Segmentation mask data:
------------------------------

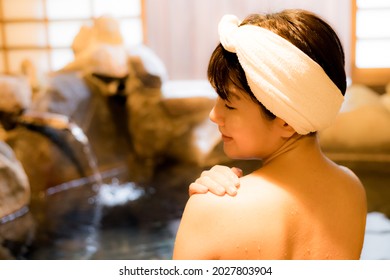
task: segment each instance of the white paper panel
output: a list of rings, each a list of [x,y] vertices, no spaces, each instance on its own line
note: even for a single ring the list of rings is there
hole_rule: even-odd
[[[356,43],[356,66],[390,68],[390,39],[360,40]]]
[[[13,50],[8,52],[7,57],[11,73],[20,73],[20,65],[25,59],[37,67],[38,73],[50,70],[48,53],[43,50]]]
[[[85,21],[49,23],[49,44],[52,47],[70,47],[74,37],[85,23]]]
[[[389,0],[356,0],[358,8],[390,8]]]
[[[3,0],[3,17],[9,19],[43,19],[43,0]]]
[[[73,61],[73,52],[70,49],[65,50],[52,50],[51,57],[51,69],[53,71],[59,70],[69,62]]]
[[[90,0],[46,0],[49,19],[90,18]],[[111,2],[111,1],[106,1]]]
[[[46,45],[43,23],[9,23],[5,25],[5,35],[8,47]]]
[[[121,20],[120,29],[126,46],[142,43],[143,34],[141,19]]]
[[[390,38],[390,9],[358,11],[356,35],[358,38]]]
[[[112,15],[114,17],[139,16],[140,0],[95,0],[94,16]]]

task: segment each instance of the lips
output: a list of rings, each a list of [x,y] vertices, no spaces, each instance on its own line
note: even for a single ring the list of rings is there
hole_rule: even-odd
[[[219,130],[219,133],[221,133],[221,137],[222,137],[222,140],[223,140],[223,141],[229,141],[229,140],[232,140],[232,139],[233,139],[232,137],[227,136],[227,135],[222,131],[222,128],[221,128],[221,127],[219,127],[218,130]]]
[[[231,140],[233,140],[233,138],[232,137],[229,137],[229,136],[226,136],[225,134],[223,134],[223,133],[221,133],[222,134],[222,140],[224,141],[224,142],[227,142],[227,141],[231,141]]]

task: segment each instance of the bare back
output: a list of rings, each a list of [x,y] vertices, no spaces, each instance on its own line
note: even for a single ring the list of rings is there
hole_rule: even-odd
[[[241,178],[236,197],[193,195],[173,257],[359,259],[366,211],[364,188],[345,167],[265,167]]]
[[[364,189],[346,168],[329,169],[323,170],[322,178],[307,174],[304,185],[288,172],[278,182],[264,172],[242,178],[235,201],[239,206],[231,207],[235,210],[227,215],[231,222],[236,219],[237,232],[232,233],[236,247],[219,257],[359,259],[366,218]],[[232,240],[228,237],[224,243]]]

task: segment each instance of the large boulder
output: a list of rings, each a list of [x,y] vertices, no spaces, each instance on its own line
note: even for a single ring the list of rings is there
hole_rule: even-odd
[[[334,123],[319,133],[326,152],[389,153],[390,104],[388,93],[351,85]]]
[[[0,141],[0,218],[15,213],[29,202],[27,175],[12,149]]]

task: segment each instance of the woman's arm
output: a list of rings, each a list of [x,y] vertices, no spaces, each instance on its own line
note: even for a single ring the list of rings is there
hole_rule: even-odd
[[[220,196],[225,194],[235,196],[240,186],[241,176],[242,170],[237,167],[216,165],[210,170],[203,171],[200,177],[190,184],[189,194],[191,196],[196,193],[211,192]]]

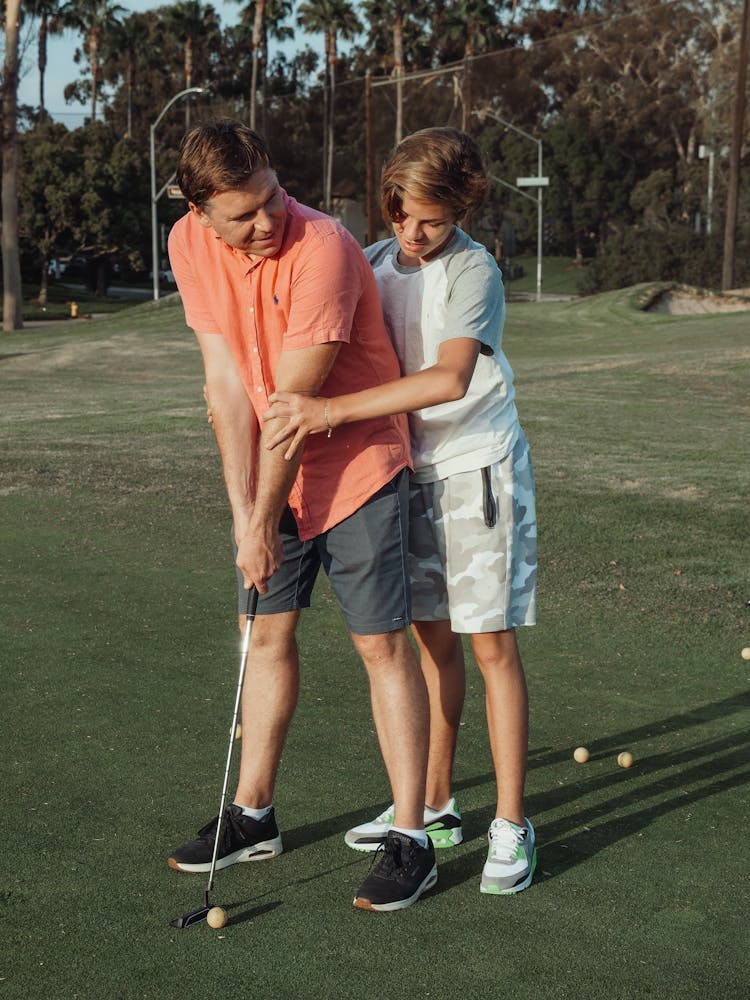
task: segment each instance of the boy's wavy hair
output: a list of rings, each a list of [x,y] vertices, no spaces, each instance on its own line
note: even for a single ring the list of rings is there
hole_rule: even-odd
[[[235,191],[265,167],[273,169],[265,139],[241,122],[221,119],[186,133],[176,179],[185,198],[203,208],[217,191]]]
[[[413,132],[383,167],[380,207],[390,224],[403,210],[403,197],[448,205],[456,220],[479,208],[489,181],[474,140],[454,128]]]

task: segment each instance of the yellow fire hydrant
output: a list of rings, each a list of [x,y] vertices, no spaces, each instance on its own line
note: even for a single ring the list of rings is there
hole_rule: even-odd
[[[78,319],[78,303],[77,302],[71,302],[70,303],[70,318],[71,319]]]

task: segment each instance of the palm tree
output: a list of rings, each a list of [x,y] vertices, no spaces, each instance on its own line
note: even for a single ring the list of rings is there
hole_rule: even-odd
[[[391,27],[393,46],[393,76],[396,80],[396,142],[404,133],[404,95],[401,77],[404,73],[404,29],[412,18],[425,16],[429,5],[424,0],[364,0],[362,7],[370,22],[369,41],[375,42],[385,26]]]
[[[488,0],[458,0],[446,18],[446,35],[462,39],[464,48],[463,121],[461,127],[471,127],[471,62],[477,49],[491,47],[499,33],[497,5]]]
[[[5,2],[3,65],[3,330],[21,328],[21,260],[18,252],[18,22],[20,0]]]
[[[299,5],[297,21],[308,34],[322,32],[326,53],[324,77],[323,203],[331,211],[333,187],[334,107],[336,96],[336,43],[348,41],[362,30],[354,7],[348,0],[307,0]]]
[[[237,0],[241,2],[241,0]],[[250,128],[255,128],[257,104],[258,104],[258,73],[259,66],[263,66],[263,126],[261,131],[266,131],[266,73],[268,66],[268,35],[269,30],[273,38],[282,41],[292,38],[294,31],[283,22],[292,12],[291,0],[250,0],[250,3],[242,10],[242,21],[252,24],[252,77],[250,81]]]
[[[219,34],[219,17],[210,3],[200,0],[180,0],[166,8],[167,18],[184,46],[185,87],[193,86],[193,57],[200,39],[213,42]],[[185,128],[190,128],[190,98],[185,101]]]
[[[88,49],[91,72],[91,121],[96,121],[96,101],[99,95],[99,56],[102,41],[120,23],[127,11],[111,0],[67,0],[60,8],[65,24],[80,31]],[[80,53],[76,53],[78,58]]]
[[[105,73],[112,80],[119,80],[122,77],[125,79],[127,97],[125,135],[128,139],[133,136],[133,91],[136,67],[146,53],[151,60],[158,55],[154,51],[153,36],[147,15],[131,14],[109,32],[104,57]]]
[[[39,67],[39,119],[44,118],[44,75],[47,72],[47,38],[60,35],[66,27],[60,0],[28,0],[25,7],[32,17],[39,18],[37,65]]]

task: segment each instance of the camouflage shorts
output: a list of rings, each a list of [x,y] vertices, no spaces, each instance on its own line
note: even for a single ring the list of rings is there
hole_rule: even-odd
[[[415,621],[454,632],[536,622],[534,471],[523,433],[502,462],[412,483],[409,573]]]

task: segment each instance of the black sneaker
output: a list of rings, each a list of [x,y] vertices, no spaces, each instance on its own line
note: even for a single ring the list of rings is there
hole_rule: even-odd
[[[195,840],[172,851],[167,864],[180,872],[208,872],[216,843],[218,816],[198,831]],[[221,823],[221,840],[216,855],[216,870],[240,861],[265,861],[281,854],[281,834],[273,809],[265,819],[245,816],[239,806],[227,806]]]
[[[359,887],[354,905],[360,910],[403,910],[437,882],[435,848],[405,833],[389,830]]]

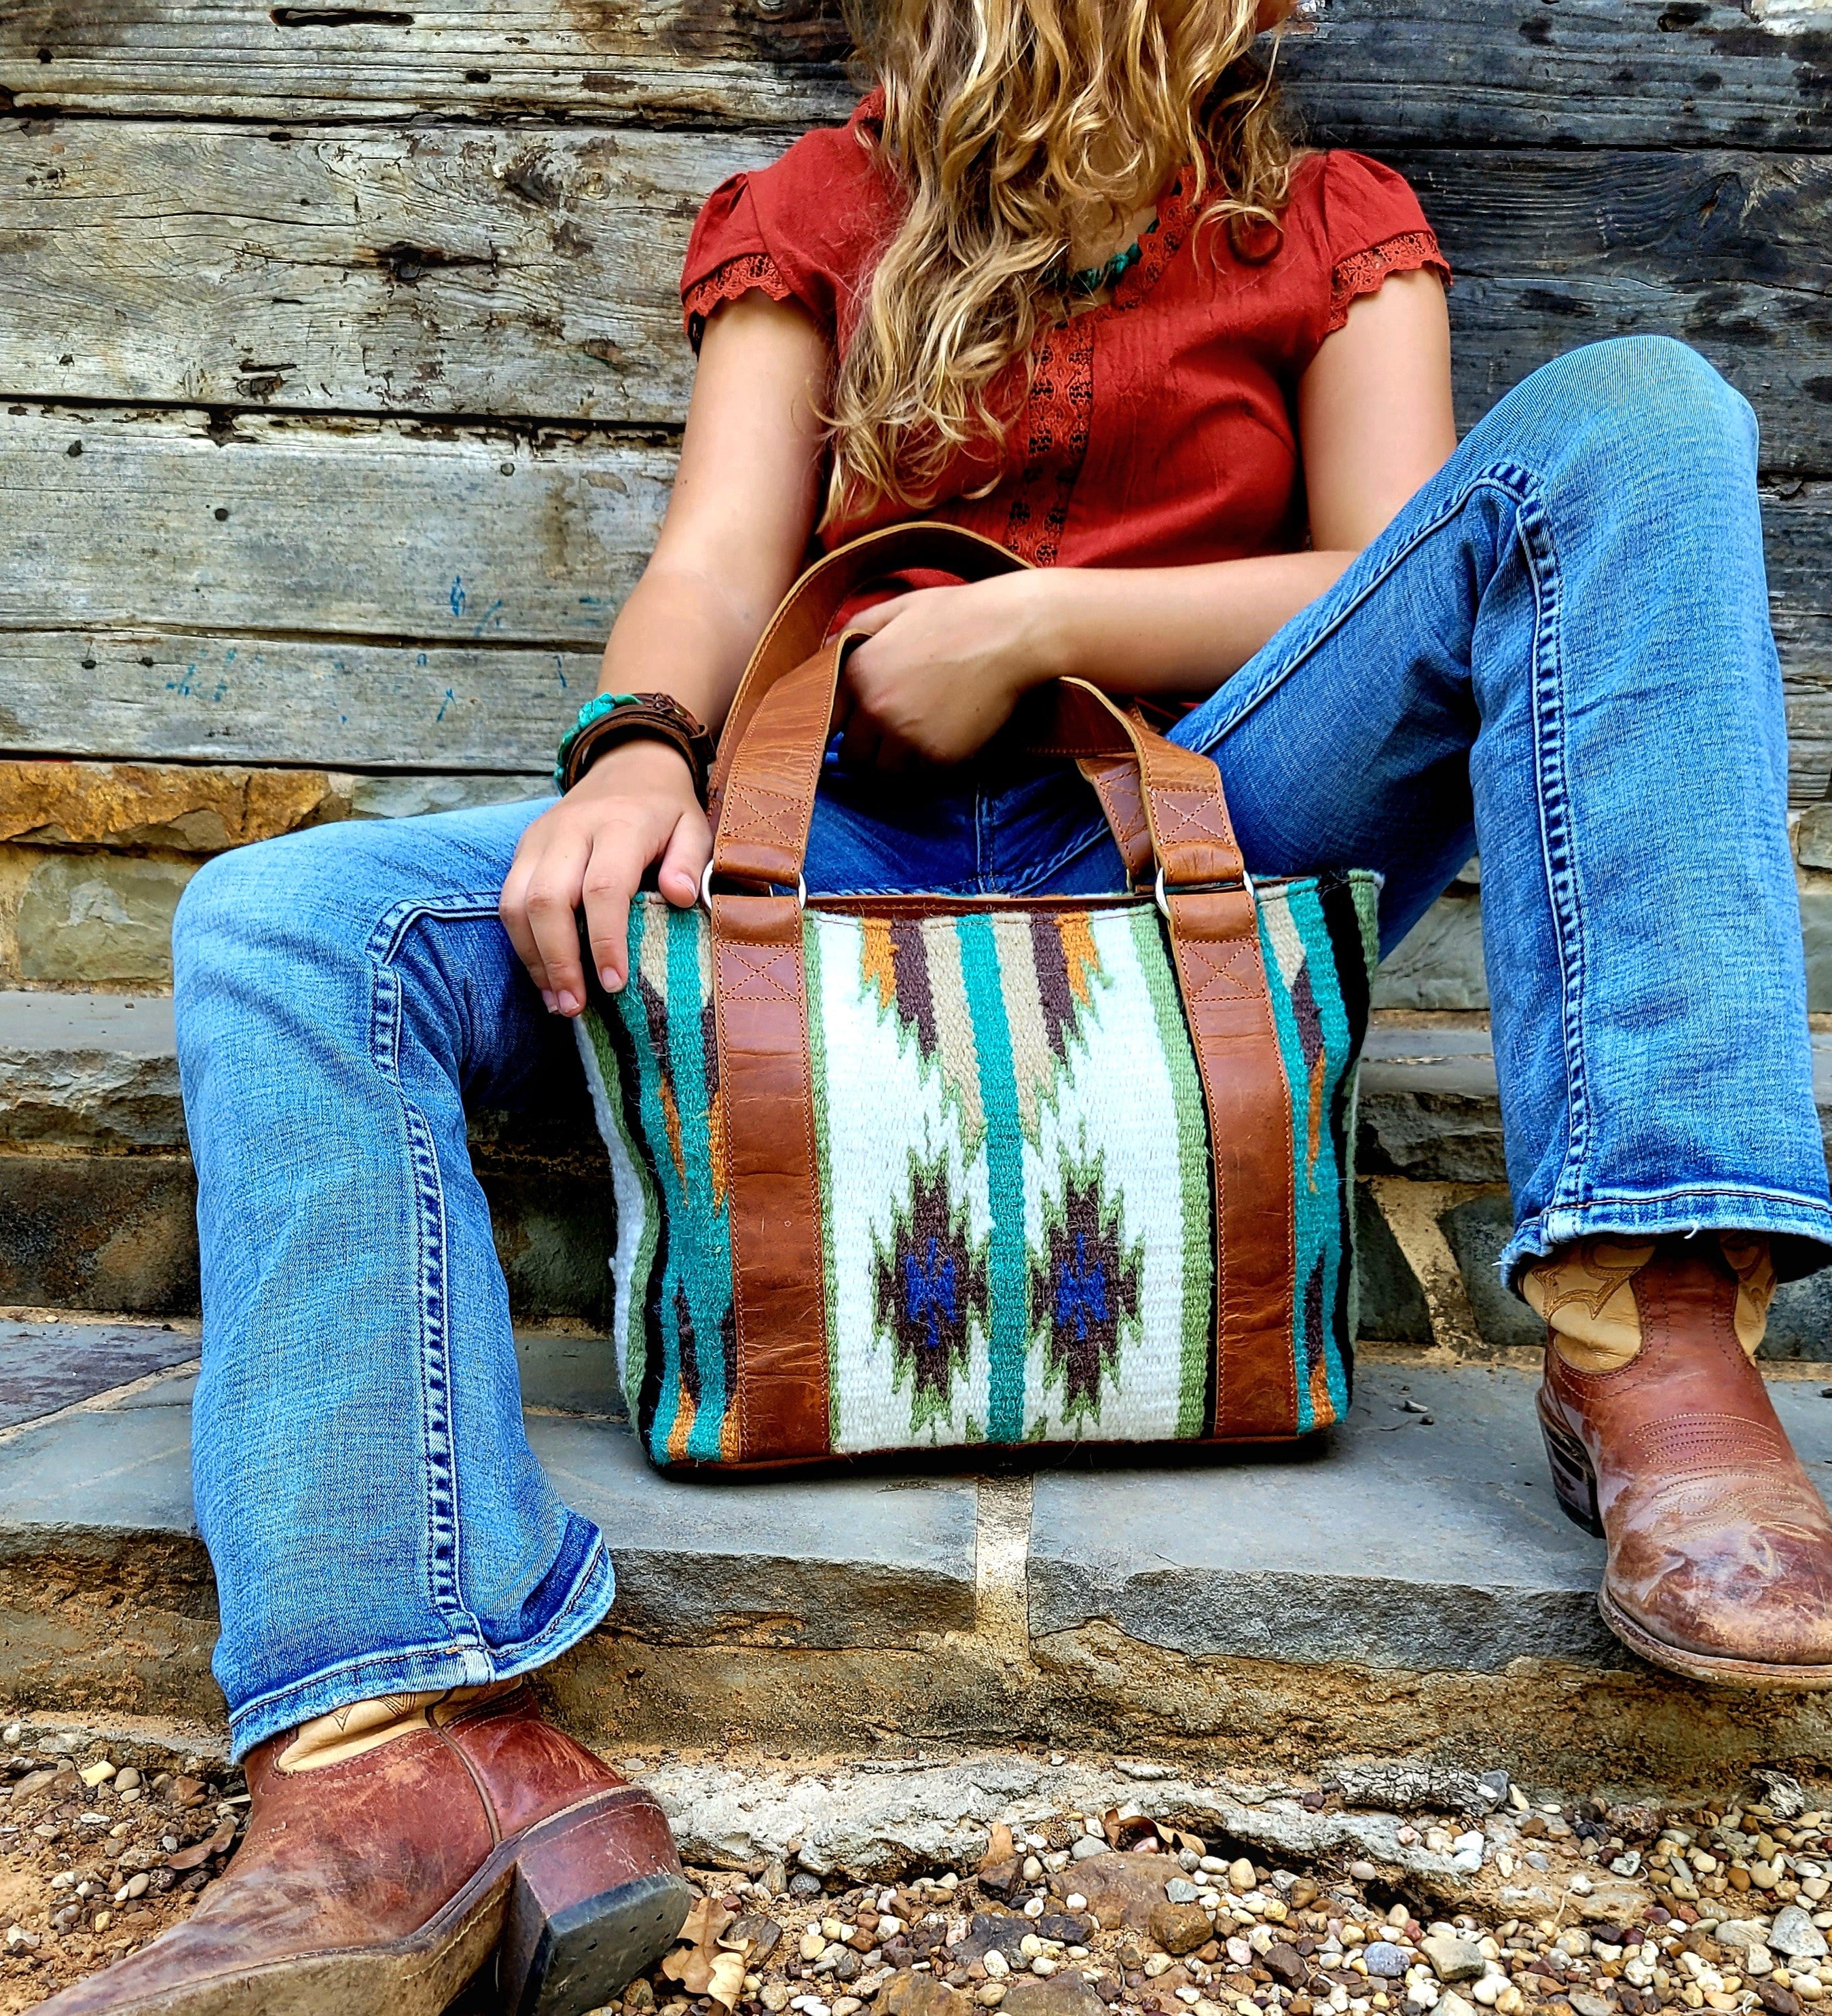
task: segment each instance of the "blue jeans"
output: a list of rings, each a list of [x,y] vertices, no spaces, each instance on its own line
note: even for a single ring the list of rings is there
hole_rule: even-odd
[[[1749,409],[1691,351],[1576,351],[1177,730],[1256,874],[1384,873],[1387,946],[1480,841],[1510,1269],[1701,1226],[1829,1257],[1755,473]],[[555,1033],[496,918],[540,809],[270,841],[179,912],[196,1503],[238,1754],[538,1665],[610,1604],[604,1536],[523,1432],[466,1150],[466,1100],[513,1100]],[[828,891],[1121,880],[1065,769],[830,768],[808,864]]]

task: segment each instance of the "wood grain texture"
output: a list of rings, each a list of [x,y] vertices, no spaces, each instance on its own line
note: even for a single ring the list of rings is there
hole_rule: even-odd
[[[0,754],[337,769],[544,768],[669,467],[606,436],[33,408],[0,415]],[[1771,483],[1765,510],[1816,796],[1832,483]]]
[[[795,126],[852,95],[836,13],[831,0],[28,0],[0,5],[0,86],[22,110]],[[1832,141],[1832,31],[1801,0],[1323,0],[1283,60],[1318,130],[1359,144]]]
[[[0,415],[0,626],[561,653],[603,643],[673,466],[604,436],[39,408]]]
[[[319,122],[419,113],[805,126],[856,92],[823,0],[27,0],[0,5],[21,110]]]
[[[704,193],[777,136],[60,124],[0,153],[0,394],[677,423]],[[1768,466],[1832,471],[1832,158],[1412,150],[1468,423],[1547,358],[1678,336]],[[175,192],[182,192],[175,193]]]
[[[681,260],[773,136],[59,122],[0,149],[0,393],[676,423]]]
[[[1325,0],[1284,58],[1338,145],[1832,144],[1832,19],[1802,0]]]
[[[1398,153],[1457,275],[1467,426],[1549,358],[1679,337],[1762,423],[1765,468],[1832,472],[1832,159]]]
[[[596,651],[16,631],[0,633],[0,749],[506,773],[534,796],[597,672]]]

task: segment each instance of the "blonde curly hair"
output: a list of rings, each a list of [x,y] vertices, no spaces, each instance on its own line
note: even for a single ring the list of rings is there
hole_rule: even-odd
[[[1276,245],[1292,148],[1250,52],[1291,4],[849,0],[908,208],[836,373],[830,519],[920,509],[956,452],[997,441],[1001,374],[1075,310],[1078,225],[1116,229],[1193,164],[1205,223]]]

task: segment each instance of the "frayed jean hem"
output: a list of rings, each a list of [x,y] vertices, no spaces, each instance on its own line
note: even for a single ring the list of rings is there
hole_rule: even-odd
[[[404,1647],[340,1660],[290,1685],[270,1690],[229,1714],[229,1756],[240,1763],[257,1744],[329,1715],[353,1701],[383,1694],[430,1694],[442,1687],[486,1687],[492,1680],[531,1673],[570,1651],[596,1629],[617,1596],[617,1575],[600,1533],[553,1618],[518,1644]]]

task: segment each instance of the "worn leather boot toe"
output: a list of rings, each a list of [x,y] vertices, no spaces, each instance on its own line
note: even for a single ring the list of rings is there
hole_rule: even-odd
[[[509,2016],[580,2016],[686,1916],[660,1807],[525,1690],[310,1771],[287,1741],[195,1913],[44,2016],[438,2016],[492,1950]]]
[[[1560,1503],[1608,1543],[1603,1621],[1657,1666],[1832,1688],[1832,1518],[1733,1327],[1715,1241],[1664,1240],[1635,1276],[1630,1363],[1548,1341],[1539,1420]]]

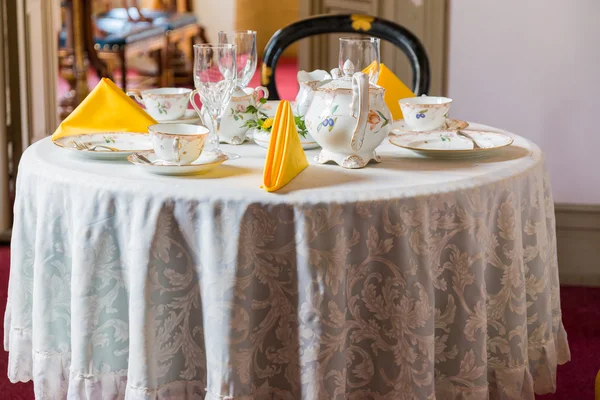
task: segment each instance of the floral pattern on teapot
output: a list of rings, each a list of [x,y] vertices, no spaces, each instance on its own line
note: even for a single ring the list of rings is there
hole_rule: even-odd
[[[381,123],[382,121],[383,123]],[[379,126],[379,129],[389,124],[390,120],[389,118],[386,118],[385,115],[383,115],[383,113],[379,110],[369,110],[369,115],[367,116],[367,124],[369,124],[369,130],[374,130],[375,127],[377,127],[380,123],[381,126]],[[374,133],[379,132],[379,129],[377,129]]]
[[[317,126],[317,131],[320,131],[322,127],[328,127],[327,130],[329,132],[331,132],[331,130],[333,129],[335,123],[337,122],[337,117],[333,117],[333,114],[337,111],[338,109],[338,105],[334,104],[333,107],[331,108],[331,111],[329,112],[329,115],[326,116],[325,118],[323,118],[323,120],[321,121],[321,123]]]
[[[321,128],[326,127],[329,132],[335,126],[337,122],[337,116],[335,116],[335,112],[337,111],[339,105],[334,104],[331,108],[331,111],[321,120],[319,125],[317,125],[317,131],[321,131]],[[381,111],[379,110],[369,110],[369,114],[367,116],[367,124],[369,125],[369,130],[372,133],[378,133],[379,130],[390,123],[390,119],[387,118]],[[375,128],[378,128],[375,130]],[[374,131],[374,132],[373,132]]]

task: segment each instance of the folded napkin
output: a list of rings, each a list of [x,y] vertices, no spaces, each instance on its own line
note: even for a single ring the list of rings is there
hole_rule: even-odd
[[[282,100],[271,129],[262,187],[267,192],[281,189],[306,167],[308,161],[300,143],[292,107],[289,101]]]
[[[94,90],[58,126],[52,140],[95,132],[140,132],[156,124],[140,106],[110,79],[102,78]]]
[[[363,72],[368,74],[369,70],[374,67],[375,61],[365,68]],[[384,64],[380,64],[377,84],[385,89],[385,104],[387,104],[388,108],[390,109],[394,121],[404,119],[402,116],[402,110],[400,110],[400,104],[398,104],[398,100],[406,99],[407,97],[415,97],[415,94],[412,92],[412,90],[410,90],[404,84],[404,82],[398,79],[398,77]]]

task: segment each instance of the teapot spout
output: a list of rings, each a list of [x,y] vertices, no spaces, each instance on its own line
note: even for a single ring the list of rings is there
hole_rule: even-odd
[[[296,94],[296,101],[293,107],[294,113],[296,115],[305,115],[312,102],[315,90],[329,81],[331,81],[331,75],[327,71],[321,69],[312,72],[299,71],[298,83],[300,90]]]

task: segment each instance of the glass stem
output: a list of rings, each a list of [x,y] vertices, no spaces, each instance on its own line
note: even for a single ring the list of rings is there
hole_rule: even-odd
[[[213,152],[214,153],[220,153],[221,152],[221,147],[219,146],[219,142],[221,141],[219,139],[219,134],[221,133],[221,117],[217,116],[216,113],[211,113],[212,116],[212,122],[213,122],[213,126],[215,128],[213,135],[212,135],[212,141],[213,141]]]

------------------------------

Across all the entries, how many lines hold the string "teapot"? Only the number is needed.

Answer to the exercise:
2